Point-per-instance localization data

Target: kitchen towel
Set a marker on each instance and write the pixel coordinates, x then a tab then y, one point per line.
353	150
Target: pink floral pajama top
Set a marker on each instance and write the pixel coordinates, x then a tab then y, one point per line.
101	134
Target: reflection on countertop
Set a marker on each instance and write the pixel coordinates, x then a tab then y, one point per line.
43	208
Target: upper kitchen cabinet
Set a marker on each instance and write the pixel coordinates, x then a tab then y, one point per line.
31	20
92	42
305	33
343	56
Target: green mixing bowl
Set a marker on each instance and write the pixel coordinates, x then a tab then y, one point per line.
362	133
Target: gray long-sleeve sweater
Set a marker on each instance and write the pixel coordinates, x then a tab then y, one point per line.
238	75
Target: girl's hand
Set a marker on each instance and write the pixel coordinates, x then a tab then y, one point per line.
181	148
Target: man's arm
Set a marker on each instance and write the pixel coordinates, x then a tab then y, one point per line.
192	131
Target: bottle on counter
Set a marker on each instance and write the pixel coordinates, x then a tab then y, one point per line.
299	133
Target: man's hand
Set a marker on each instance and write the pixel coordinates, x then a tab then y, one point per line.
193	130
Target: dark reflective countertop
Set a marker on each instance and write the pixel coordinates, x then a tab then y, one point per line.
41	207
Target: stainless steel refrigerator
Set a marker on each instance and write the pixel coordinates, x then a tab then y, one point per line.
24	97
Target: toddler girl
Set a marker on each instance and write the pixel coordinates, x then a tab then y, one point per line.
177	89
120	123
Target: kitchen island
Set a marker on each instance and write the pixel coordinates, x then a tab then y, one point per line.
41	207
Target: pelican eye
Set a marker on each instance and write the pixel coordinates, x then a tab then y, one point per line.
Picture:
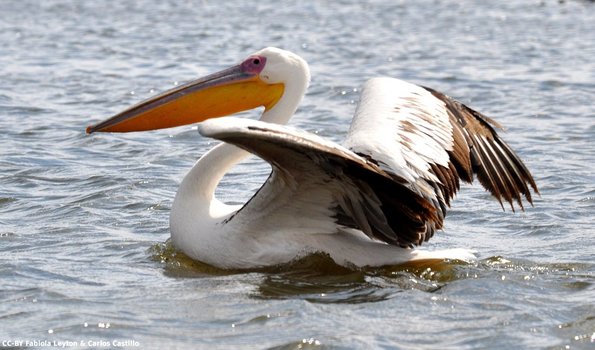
254	64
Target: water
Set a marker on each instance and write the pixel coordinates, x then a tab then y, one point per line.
84	219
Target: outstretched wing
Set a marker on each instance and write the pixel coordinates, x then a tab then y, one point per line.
432	141
314	178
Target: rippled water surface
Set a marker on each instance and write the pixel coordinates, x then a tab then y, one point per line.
84	219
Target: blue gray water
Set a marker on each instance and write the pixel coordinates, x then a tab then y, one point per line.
84	219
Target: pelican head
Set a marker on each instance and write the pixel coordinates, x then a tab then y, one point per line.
271	78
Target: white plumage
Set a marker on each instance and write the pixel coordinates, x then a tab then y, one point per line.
365	203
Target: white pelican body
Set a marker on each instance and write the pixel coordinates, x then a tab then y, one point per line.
366	203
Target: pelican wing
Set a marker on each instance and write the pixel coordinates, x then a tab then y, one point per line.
433	141
319	177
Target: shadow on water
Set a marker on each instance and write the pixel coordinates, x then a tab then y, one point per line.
317	278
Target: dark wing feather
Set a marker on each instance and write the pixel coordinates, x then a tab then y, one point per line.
498	168
433	141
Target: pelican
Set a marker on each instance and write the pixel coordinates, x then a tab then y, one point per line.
368	202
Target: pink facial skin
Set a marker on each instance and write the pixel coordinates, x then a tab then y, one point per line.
253	64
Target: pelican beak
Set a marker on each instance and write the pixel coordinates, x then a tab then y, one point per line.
227	92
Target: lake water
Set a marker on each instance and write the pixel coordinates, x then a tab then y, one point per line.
84	219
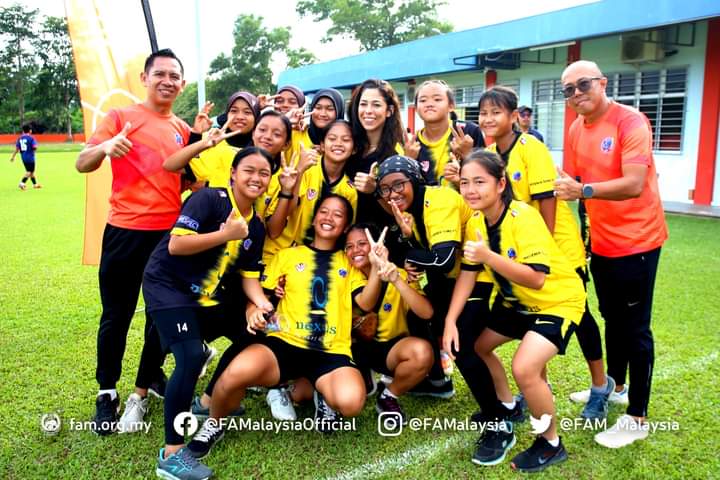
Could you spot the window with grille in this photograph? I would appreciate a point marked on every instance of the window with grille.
(659, 94)
(549, 111)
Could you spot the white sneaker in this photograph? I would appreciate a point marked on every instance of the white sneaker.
(618, 398)
(280, 404)
(134, 414)
(625, 431)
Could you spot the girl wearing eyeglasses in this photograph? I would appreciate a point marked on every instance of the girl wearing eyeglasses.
(430, 220)
(540, 300)
(532, 175)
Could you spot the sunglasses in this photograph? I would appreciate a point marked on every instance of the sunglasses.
(584, 85)
(397, 187)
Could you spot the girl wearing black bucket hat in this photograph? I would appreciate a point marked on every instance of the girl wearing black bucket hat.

Work request:
The answer is a count and nothing more: lines above that contain "countertop".

Solution to this exercise:
2